* _本文_:
^^^^^^^^^^^^^^^^

原題:『ボクの妻と結婚してください。』
監督:三宅喜重
脚本:金子ありさ
撮影:清久素延
出演:織田裕二/吉田羊/原田泰造/高島礼子/大杉漣/小堺一機/込江海翔/森カンナ
2016年/日本
平成版『生きる』とはならない理由について
いわゆる「病気もの」の作品において医師から余命を告げられた患者の方が積極的に生き直すというストーリー展開は黒澤明監督の『生きる』(1952年)の主人公で市役所職員の渡辺勘治を思い出させる。渡辺は胃がんで本作の主人公の三村修治はすい臓がんという違いはあるが、すい臓がん以上に修治が患っていた深刻な病は「職業病」というもので、バラエティ番組の放送作家として多忙を極めていた修治は自分が亡くなった後も自身が培ってきた好奇心によって家族を楽しくさせられると確信していたのであろうが、ラストで明かされるように却って妻の彩子や中学校受験の準備をしていた陽一郎のみならず、全くの赤の他人であったインテリア会社社長の伊東正蔵まで巻き込んで迷惑をかけてしまっているのである。人気作家が陥りがちなのであるが、修治は自分が「スベる」可能性がないことはないことをもっと真剣に考えるべきだったのである。

^^^^^^^^^^^^^^^^

* _データセット記録_:
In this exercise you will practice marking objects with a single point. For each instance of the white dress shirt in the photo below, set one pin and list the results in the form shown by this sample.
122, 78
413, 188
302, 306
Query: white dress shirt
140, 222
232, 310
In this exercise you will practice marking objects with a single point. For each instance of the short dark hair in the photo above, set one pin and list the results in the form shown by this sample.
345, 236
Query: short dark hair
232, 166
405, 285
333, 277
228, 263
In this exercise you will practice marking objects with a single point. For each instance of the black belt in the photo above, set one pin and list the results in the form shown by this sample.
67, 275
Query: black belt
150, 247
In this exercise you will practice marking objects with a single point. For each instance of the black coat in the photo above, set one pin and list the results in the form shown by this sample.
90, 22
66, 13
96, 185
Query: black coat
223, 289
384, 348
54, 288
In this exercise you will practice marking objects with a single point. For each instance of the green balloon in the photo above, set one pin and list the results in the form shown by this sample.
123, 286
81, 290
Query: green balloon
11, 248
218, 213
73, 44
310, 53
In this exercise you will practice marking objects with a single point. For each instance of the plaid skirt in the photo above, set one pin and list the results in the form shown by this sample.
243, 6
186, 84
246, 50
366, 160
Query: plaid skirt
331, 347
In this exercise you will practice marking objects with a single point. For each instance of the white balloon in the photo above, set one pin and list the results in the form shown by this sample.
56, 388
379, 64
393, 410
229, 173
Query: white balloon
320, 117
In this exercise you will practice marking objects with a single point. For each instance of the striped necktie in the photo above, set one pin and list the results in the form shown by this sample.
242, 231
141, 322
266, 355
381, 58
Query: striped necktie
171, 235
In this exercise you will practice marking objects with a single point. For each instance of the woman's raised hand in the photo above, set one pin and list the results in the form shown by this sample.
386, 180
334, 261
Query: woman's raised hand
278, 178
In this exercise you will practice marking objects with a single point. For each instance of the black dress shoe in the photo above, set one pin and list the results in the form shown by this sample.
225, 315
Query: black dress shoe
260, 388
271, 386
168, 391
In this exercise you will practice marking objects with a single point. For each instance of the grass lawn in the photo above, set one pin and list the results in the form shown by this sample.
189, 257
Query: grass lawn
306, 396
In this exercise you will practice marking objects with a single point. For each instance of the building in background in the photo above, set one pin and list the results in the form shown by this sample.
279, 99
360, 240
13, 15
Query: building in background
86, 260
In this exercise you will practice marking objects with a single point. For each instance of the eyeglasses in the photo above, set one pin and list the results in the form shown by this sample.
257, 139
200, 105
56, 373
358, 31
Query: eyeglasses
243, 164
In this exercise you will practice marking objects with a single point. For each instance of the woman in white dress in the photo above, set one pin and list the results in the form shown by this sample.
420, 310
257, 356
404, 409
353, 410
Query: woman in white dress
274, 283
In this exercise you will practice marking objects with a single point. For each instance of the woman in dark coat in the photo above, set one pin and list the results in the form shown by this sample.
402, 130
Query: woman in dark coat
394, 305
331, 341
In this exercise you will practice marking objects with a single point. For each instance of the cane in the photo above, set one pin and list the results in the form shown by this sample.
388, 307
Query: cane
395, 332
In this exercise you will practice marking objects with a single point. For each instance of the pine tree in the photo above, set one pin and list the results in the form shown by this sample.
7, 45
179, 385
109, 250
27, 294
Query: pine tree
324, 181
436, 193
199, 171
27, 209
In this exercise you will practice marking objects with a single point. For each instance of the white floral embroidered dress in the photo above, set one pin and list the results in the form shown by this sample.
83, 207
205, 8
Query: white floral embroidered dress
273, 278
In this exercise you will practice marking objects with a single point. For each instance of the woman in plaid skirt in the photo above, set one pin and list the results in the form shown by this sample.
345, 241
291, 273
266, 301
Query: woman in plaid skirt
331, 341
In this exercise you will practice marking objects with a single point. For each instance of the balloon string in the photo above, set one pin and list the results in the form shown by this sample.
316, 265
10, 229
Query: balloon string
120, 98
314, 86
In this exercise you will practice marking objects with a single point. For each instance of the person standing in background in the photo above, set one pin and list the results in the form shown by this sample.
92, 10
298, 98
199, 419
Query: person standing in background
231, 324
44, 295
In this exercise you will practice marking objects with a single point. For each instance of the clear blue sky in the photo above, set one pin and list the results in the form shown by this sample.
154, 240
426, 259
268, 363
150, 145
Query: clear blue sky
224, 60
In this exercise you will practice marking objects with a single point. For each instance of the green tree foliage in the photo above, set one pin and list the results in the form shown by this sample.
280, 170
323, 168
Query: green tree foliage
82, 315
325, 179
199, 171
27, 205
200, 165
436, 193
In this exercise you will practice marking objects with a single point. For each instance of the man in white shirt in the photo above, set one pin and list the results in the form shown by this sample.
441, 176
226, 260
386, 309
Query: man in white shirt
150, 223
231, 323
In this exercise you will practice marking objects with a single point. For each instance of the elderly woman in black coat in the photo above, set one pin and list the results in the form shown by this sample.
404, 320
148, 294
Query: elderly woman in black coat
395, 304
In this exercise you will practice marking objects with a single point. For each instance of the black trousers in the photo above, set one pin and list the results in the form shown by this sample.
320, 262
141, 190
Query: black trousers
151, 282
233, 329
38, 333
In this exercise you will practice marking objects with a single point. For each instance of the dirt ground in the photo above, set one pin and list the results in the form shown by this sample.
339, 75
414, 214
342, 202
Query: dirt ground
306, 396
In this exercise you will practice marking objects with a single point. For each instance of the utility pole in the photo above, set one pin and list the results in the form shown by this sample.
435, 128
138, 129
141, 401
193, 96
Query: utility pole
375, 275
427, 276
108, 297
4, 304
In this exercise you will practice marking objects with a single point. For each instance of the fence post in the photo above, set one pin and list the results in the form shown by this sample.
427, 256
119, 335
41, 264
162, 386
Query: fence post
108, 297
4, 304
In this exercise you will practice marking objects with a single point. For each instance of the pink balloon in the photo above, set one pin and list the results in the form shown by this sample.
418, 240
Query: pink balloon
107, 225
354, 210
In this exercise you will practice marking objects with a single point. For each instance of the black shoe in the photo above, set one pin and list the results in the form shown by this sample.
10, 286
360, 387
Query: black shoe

^^^^^^^^^^^^^^^^

本文をもとに、次の問いに答えなさい。
1. 本作の脚本を担当したのは誰か。
2. 本作の主人公の三村修治が患っていたがんは何か。
3. 『生きる』の主人公である渡辺勘治の職業は何か。

* _結果_:
1. 金子ありさ
2. すい臓がん
3. 市役所職員